> [Source document]
◆ ◆ ◆ ◆ ◆

DataPrincipal Daily - June 10th, 2026
Agentic analytics, a Rust rewrite of dbt, and the metadata tier under object-storage Kafka all moved this week, while the table-format vendors stayed quiet.
⚡ TL;DR
ClickHouse Agents reached public beta on June 9, a managed agentic analytics service in ClickHouse Cloud running on Anthropic’s Claude.
dbt Core 2.0 landed in alpha on June 1, rebuilt in Rust on the Fusion engine and re-licensed under Apache 2.0.
Redpanda published the internals of its Cloud Topics metastore, the LSM-tree metadata tier behind object-storage-backed Kafka.
Cloudera adopted Apache Polaris on June 4 and contributed an Apache Ranger external authorizer to Apache Polaris 1.5.

◆ ◆ ◆ ◆ ◆

> [Raw data]
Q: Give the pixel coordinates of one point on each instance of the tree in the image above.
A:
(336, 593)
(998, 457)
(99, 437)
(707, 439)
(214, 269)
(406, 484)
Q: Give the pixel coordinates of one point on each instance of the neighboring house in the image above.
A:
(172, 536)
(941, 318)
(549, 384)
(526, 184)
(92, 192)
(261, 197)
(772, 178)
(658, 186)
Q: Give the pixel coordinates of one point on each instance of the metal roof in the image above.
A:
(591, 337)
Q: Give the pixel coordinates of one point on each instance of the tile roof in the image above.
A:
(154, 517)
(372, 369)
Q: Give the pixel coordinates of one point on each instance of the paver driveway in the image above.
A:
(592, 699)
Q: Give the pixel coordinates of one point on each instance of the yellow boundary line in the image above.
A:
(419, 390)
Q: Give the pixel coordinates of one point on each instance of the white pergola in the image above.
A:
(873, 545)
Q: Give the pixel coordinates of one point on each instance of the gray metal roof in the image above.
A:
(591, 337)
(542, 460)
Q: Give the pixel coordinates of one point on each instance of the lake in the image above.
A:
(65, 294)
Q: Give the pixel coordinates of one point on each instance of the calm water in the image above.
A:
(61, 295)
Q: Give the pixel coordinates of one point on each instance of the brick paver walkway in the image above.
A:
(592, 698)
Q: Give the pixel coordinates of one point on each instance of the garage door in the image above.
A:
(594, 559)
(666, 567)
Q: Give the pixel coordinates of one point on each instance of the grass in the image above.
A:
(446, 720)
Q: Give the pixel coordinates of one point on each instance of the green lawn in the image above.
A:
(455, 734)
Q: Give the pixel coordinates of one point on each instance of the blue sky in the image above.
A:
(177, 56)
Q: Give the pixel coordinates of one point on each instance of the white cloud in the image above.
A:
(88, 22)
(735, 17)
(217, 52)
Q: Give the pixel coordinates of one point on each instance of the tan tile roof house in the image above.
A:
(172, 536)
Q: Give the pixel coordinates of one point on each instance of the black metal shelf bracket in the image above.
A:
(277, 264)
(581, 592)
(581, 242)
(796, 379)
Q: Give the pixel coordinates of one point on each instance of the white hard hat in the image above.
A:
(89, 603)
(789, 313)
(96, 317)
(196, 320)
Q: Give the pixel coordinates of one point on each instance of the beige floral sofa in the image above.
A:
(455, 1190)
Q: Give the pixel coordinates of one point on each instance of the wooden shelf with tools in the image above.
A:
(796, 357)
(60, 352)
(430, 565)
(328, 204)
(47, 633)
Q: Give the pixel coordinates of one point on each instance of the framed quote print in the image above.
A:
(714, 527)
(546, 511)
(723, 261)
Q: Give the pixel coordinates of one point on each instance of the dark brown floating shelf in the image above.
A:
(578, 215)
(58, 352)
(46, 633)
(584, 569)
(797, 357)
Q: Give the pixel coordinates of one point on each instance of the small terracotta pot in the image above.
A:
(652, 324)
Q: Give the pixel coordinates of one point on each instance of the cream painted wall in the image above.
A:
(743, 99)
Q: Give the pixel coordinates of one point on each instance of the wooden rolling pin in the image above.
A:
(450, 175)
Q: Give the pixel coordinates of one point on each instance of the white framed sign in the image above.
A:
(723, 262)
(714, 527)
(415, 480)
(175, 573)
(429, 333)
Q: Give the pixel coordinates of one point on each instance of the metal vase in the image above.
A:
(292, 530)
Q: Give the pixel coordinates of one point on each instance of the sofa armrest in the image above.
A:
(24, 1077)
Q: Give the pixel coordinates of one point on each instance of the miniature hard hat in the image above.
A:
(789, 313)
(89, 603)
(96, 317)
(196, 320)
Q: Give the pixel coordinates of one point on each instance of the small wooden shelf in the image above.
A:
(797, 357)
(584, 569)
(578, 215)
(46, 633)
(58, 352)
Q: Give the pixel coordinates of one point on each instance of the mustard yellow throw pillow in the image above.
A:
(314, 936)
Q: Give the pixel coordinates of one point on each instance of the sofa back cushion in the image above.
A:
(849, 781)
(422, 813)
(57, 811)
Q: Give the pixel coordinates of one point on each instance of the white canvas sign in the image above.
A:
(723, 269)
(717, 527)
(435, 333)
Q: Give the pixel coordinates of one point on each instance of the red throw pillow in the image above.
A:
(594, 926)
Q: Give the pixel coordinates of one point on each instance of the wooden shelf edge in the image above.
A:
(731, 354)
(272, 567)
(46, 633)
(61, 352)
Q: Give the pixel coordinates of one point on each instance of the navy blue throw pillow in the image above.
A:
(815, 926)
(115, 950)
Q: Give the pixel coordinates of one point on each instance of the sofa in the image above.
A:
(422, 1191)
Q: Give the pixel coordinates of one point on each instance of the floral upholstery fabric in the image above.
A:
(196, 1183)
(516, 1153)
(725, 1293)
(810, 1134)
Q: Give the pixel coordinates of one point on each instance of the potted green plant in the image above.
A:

◆ ◆ ◆ ◆ ◆

> [Requirement 1] Reproduce the DataPrincipal Daily newsletter above from "Redpanda published the" up to and including "Apache Polaris 1.5.", with no changes.
> [Requirement 2]
Using the DataPrincipal Daily newsletter above, answer each question briefly:
(a) On what date did ClickHouse Agents reach public beta?
(b) Under what license was dbt Core 2.0 re-licensed?
(c) What did Cloudera contribute to Apache Polaris 1.5?

> [Problem solution 1]
Redpanda published the internals of its Cloud Topics metastore, the LSM-tree metadata tier behind object-storage-backed Kafka.
Cloudera adopted Apache Polaris on June 4 and contributed an Apache Ranger external authorizer to Apache Polaris 1.5.

> [Problem solution 2]
(a) June 9
(b) Apache 2.0
(c) An Apache Ranger external authorizer